Data supplied
□ □ □ □ □

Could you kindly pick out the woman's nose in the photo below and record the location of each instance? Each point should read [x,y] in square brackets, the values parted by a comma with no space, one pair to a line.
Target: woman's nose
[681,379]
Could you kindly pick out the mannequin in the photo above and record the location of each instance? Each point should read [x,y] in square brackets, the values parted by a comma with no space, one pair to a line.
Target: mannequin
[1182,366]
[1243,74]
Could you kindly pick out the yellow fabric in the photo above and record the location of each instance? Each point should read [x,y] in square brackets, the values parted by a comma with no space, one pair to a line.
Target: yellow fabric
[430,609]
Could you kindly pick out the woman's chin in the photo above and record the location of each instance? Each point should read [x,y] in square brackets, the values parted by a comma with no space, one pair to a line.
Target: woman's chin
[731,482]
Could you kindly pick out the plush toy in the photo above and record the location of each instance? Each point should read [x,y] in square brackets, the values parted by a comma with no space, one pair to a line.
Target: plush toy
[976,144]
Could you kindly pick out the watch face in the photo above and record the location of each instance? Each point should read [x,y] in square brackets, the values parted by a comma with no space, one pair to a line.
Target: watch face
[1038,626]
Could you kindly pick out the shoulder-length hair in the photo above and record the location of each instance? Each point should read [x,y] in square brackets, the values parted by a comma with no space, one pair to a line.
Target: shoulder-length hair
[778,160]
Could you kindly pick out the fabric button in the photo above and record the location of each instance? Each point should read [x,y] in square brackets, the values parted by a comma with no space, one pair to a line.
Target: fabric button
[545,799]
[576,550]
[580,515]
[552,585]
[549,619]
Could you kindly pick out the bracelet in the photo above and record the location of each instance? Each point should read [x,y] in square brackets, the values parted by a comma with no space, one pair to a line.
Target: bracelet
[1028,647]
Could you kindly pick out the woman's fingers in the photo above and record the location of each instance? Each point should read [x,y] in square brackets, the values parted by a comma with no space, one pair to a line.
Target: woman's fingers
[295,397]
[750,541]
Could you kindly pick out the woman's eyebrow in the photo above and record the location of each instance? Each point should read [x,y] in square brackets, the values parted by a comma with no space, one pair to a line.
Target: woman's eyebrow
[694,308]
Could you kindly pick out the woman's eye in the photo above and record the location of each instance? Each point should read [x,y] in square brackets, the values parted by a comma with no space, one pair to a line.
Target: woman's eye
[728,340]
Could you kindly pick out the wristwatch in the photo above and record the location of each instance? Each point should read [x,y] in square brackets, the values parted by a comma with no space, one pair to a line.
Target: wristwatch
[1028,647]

□ □ □ □ □

What is needed
Render every line of the material above as a Markdown table with two columns, Number and Line, giving each row its number and skipping blank lines.

Solution to the exercise
| Number | Line |
|---|---|
| 1 | Could you kindly pick out the woman's nose in the photo below and record the location of each instance? Each point should read [x,y] in square brackets, the values parted by a comma with no space, one pair to a line. |
| 2 | Target: woman's nose |
| 3 | [681,379] |
| 4 | Could you kindly pick out the mannequin in the photo above and record the location of each instance? Each point should read [x,y] in square brackets, the values parted by a comma with no space, one pair to a line. |
| 5 | Target: mannequin |
| 6 | [1182,366] |
| 7 | [1243,74] |
| 8 | Could you kindly pick out the yellow fabric in the photo above and record the location of each instance? Each point should read [x,y] in square brackets, the values parted by a comma with no space, one pair to a line. |
| 9 | Target: yellow fabric |
| 10 | [430,609] |
| 11 | Could you kindly pick out the woman's chin in the photo above and record the location of each instance? Each point should read [x,y] in square brackets, the values parted by a comma with no space, one pair to a line. |
| 12 | Target: woman's chin |
| 13 | [731,482] |
| 14 | Could you kindly pick out the plush toy in the photo above and record the location of each instance? Each point should read [x,y] in square brackets, the values parted by a comma with no space, one pair to a line. |
| 15 | Target: plush toy |
| 16 | [976,144] |
| 17 | Could you kindly pick out the watch face in the photo above and record the location of each instance? Each point should read [x,y] in square brackets, the values parted by a comma with no space, one pair to a line. |
| 18 | Target: watch face |
| 19 | [1038,626] |
| 20 | Could you kindly pick out the shoulder-length hair in the photo above and record the location of each instance? Each point should read [x,y] in square brackets, the values parted by a comma with no space, one pair to a line. |
| 21 | Target: shoulder-length hair |
| 22 | [778,160] |
| 23 | Could you kindly pick out the fabric button in the photo above and record the location of each instance? Each point should read [x,y] in square brackets, the values parted by a comma with no space, one pair to a line. |
| 24 | Target: fabric button |
| 25 | [545,799] |
| 26 | [576,550] |
| 27 | [580,515] |
| 28 | [552,585] |
| 29 | [549,619] |
| 30 | Could you kindly pick out the bracelet in the photo above and record the location of each instance? Each point should read [x,y] in square brackets, the values parted by a comma with no space, one pair to a line. |
| 31 | Target: bracelet |
| 32 | [1028,647] |
| 33 | Could you kindly pick out the woman's fingers in the photo above and record the location of each instance? Each point should read [x,y] in square brackets, the values parted by a comma with no space, one pair to a line. |
| 34 | Target: woman's fingers |
| 35 | [295,397] |
| 36 | [750,541] |
| 37 | Could you kindly pick out the woman's eyebrow in the photo above and record the location of each instance? Each point should read [x,y] in square brackets, the values parted by a comma with no space, one pair to a line. |
| 38 | Target: woman's eyebrow |
| 39 | [694,308] |
| 40 | Could you kindly pick out the woman's eye in the photo above and record the location of each instance? Each point should read [x,y] in square brackets, the values parted by a comma with no space, one pair to a line. |
| 41 | Target: woman's eye |
| 42 | [728,340] |
| 43 | Could you kindly pick out the wristwatch in the photo above and record the location of each instance? Each point should read [x,y] in square brackets, the values parted by a comma with no space, one pair to a line. |
| 44 | Target: wristwatch |
| 45 | [1028,647] |